Annotation data for picture regions:
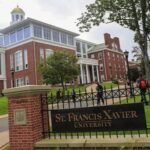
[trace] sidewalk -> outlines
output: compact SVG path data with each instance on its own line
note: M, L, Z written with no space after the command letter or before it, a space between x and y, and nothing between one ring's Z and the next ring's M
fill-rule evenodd
M1 115L0 119L6 118L8 115ZM0 150L9 143L9 131L0 132Z
M0 150L9 142L9 131L0 132Z

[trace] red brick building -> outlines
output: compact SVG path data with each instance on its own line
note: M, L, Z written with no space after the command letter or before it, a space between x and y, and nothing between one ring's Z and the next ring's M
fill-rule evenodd
M0 30L0 45L3 46L3 52L0 51L0 89L42 84L38 72L40 59L46 59L55 51L68 51L79 58L78 81L81 84L125 77L125 59L119 38L111 38L106 33L105 43L98 45L77 39L78 34L74 32L25 19L19 6L12 10L11 17L10 26Z
M126 75L126 60L118 37L104 34L104 43L95 45L88 56L98 59L100 80L123 79Z

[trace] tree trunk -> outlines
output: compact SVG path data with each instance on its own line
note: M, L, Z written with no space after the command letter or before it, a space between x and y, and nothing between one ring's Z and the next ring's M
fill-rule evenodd
M150 62L149 62L148 55L144 56L144 66L145 66L146 79L150 84Z

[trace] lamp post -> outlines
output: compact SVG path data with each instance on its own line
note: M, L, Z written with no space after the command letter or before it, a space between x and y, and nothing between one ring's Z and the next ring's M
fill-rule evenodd
M131 76L130 76L130 69L129 69L129 61L128 61L128 56L129 56L129 52L125 51L124 55L126 57L126 63L127 63L127 77L128 77L128 81L129 81L129 88L130 88L130 96L133 96L133 92L132 92L132 88L131 88Z
M11 70L11 79L12 79L12 87L15 87L15 82L14 82L14 69L12 68Z
M128 76L128 80L129 80L129 83L130 83L130 70L129 70L129 61L128 61L129 52L128 52L128 51L125 51L125 52L124 52L124 55L125 55L125 57L126 57L127 76Z
M112 81L112 80L113 80L113 78L112 78L113 75L112 75L112 66L111 66L111 65L109 66L109 69L110 69L110 73L111 73L111 78L110 78L110 79L111 79L111 81Z

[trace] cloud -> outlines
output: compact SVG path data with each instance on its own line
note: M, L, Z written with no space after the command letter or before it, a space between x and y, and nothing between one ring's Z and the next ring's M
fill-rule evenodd
M31 17L73 32L79 33L76 26L77 18L86 10L85 5L95 0L1 0L0 5L0 28L9 25L10 12L14 7L19 6L25 11L26 17ZM80 33L79 38L94 43L104 42L104 33L110 33L112 37L119 37L121 48L131 51L135 45L134 33L116 23L102 24L93 27L90 32Z

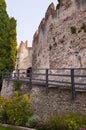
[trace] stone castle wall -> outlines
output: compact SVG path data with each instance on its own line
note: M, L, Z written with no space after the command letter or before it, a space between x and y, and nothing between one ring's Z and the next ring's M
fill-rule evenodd
M32 47L28 47L28 42L21 41L17 52L17 60L15 69L26 71L32 67Z
M85 0L49 6L33 37L32 59L33 68L86 67Z

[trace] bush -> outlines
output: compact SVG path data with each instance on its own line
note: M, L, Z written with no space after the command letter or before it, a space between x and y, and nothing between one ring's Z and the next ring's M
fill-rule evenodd
M3 103L4 102L4 103ZM18 92L14 93L13 99L2 99L1 107L1 119L4 122L12 125L25 126L28 117L31 117L32 109L30 105L30 99L28 95L19 96Z
M30 128L34 128L36 127L39 121L41 121L41 118L38 115L33 115L32 117L28 119L26 126Z
M70 113L48 118L49 130L79 130L80 128L86 128L86 117L80 114Z
M38 124L36 125L36 129L37 130L49 130L48 129L48 124L41 121L41 122L38 122Z
M71 33L72 33L72 34L76 33L76 27L75 27L75 26L72 26L72 27L71 27Z
M86 117L80 114L68 114L65 116L67 130L79 130L80 127L86 127Z
M13 86L14 86L14 90L17 91L17 90L20 90L21 89L21 86L22 86L22 81L20 80L16 80L13 82Z
M49 130L66 130L66 123L61 115L54 115L48 118L48 129Z

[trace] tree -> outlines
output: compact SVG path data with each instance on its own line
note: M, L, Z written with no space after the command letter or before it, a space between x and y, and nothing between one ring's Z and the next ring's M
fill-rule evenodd
M16 20L9 18L6 11L5 0L0 0L0 72L14 69L16 50Z

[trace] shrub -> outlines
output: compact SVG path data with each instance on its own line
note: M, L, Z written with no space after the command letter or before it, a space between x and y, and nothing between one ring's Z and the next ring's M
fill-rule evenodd
M85 23L82 24L81 29L84 30L84 32L86 32L86 24Z
M33 115L32 117L30 117L28 119L28 121L26 122L26 126L30 127L30 128L34 128L36 127L37 123L41 121L41 118L38 115Z
M16 80L13 82L13 86L14 86L14 90L20 90L21 89L21 86L22 86L22 81L20 80Z
M66 123L61 115L54 115L48 118L49 130L66 130Z
M67 130L79 130L80 127L86 127L86 118L80 114L68 114L65 116Z
M77 113L55 115L48 118L49 130L79 130L80 128L86 128L86 117Z
M18 92L15 92L13 99L3 99L3 101L4 103L0 104L2 106L0 114L5 113L6 121L3 117L2 119L12 125L25 126L28 117L32 114L28 95L19 96Z
M72 34L76 33L76 27L75 27L75 26L72 26L72 27L71 27L71 33L72 33Z
M49 130L48 129L48 124L41 121L41 122L38 122L38 124L36 125L36 129L37 130Z

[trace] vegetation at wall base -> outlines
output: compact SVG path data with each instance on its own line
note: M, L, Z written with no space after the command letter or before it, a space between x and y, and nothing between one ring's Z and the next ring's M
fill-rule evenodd
M0 97L0 123L25 126L32 115L32 107L28 95L19 96L14 93L13 98Z
M0 130L14 130L14 129L0 126Z
M16 80L13 82L14 91L21 90L22 81Z
M86 128L86 117L78 113L65 115L54 115L47 119L47 122L39 122L37 130L79 130Z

> Requirement:
Duplicate every line of the material above without any changes, but leave out the pictures.

> Complete output:
[trace] sidewalk -> outlines
output: compact SVG path data with each instance on its own line
note: M, L, Z written with no space after the command letter or before it, a space between x and y, and nothing between one ring's Z and the next ring's M
fill-rule evenodd
M1 115L0 119L6 118L8 115ZM0 150L9 143L9 131L0 132Z
M0 150L9 142L9 131L0 132Z

[trace] red brick building -> outlines
output: compact SVG path data with each instance on its own line
note: M, L, Z written with no space after the command letter or before it, a space between x and y, and nothing between one ring's Z and the next ring's M
fill-rule evenodd
M0 30L0 45L3 46L3 52L0 51L0 89L42 84L38 72L40 59L46 59L55 51L68 51L79 58L78 81L81 84L125 77L125 59L119 38L111 38L106 33L105 43L98 45L77 39L78 34L74 32L25 19L19 6L12 10L11 17L10 26Z
M126 75L126 60L118 37L104 34L104 43L95 45L88 56L98 59L100 80L123 79Z

[trace] tree trunk -> outlines
output: compact SVG path data with each instance on its own line
note: M, L, Z written with no space after the command letter or before it, a space between x and y, and nothing between one ring's Z and the next ring's M
fill-rule evenodd
M150 62L149 62L148 55L144 56L144 66L145 66L146 79L150 84Z

[trace] lamp post -> outlines
output: compact SVG path data with each instance on its own line
note: M, L, Z written with no space after the command letter or before it, a space between x and y, and nothing between one ring's Z and the next ring's M
fill-rule evenodd
M131 76L130 76L130 69L129 69L129 61L128 61L128 56L129 56L129 52L125 51L124 55L126 57L126 63L127 63L127 77L128 77L128 81L129 81L129 88L130 88L130 96L133 96L133 92L132 92L132 88L131 88Z
M11 70L11 79L12 79L12 87L15 87L15 82L14 82L14 69L12 68Z
M128 76L128 80L129 80L129 83L130 83L130 70L129 70L129 61L128 61L129 52L128 52L128 51L125 51L125 52L124 52L124 55L125 55L125 57L126 57L127 76Z
M112 81L112 80L113 80L113 78L112 78L113 75L112 75L112 66L111 66L111 65L109 66L109 69L110 69L110 73L111 73L111 78L110 78L110 79L111 79L111 81Z

[trace] cloud -> outlines
output: compact SVG path data with each instance on its own line
note: M, L, Z written with no space after the command letter or before it, a space between x and y, and nothing between one ring's Z and the next ring's M
fill-rule evenodd
M31 17L73 32L79 33L76 26L77 18L86 10L85 5L95 0L1 0L0 5L0 28L9 25L10 12L14 7L19 6L25 11L26 17ZM80 33L79 38L94 43L104 42L104 33L110 33L112 37L119 37L121 48L131 51L135 45L134 33L116 23L102 24L93 27L90 32Z

[trace] stone castle wall -> outlines
output: compact SVG path data with each instance on its own line
note: M, L, Z written with no space after the command letter or before it, a space between x and y, and nothing between one ring's Z and the next ring's M
fill-rule evenodd
M32 47L28 47L28 42L21 41L17 52L17 60L15 69L26 71L32 67Z
M85 0L49 6L33 37L32 59L33 68L86 67Z

[trace] bush -> outlines
output: compact SVG path data with each instance on its own line
note: M, L, Z written with no space after the command letter or before it, a space between x and y, and nothing between one ring's Z and the next ring's M
fill-rule evenodd
M3 103L4 102L4 103ZM18 92L14 93L13 99L2 99L1 107L1 119L4 122L12 125L25 126L28 117L31 117L32 109L30 105L30 99L28 95L19 96Z
M30 128L34 128L36 127L39 121L41 121L41 118L38 115L33 115L32 117L28 119L26 126Z
M70 113L48 118L49 130L79 130L80 128L86 128L86 117L80 114Z
M38 124L36 125L36 129L37 130L49 130L48 129L48 124L41 121L41 122L38 122Z
M71 33L72 33L72 34L76 33L76 27L75 27L75 26L72 26L72 27L71 27Z
M86 117L80 114L68 114L65 116L67 130L79 130L80 127L86 127Z
M13 86L14 86L14 90L17 91L17 90L20 90L21 89L21 86L22 86L22 81L20 80L16 80L13 82Z
M49 130L66 130L66 123L61 115L54 115L48 118L48 129Z

[trace] tree -> outlines
output: compact SVG path data with each instance on its own line
note: M, L, Z written with no space after the command letter or before it, a space between x and y, and nothing between one ring's Z and the next ring's M
fill-rule evenodd
M16 20L9 18L6 11L5 0L0 0L0 72L14 69L16 50Z

[trace] shrub -> outlines
output: compact SVG path data with each instance on its own line
note: M, L, Z written with no space after the command letter or before it, a space between x and y, and nothing between one ring's Z and the next ring's M
fill-rule evenodd
M85 23L82 24L81 29L84 30L84 32L86 32L86 24Z
M33 115L32 117L30 117L28 119L28 121L26 122L26 126L30 127L30 128L34 128L36 127L37 123L41 121L41 118L38 115Z
M16 80L13 82L13 86L14 86L14 90L20 90L21 89L21 86L22 86L22 81L20 80Z
M66 123L61 115L54 115L48 118L49 130L66 130Z
M67 130L79 130L80 127L86 127L86 118L80 114L68 114L65 116Z
M77 113L55 115L48 118L49 130L79 130L80 128L86 128L86 117Z
M18 92L15 92L13 99L3 99L3 101L4 103L0 104L2 106L0 114L5 113L6 121L3 117L2 119L12 125L25 126L28 117L32 114L28 95L19 96Z
M72 34L76 33L76 27L75 27L75 26L72 26L72 27L71 27L71 33L72 33Z
M49 130L48 129L48 124L41 121L41 122L38 122L38 124L36 125L36 129L37 130Z

[trace] vegetation at wall base -> outlines
output: compact SVG path data with each instance on its own line
note: M, L, Z written with no space after the command letter or before it, a space between x and y, and nothing between one ring's Z and the next ring's M
fill-rule evenodd
M0 97L0 123L25 126L32 115L32 107L28 95L19 96L14 93L13 98Z
M0 130L14 130L14 129L0 126Z
M16 80L13 82L14 91L21 90L22 81Z
M86 128L86 117L78 113L65 115L54 115L47 119L47 122L39 122L37 130L79 130Z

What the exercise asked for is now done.